Task to carry out -
Every line below needs to be reproduced exactly.

==== Record extracts

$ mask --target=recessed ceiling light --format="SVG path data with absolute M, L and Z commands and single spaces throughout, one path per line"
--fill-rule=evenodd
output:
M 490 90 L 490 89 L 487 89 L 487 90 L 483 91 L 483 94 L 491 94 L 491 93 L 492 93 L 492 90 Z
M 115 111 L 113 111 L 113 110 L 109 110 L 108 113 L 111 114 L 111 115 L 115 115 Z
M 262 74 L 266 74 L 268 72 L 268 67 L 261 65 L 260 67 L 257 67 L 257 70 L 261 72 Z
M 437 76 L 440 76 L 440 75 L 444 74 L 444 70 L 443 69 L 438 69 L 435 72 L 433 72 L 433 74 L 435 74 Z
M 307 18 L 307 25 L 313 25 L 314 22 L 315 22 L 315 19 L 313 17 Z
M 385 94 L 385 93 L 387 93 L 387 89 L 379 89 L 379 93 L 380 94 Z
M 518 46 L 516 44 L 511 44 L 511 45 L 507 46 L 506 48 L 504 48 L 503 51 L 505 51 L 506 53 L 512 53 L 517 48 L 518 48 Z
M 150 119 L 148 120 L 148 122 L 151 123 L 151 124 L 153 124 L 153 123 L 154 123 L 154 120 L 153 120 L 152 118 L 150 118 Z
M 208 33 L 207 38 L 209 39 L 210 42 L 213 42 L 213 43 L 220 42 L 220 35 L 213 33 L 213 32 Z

========

Answer -
$ mask --target=recessed ceiling light --format="SVG path data with absolute M, L and Z commands and single spaces throughout, one path per line"
--fill-rule=evenodd
output:
M 490 90 L 490 89 L 487 89 L 487 90 L 483 91 L 483 94 L 491 94 L 491 93 L 492 93 L 492 90 Z
M 115 111 L 113 111 L 113 110 L 109 110 L 108 113 L 111 114 L 111 115 L 115 115 Z
M 262 74 L 266 74 L 268 72 L 268 67 L 261 65 L 260 67 L 257 67 L 257 70 L 261 72 Z
M 437 76 L 440 76 L 440 75 L 444 74 L 444 70 L 443 69 L 438 69 L 435 72 L 433 72 L 433 74 L 435 74 Z
M 307 18 L 307 25 L 313 25 L 314 22 L 315 22 L 315 19 L 313 17 Z
M 385 94 L 385 93 L 387 93 L 387 89 L 379 89 L 379 93 L 380 94 Z
M 518 46 L 516 44 L 511 44 L 511 45 L 507 46 L 506 48 L 504 48 L 503 51 L 505 51 L 506 53 L 512 53 L 517 48 L 518 48 Z
M 150 119 L 148 120 L 148 122 L 151 123 L 151 124 L 153 124 L 153 123 L 154 123 L 154 120 L 153 120 L 152 118 L 150 118 Z
M 208 33 L 207 38 L 209 39 L 210 42 L 213 42 L 213 43 L 220 42 L 220 35 L 213 33 L 213 32 Z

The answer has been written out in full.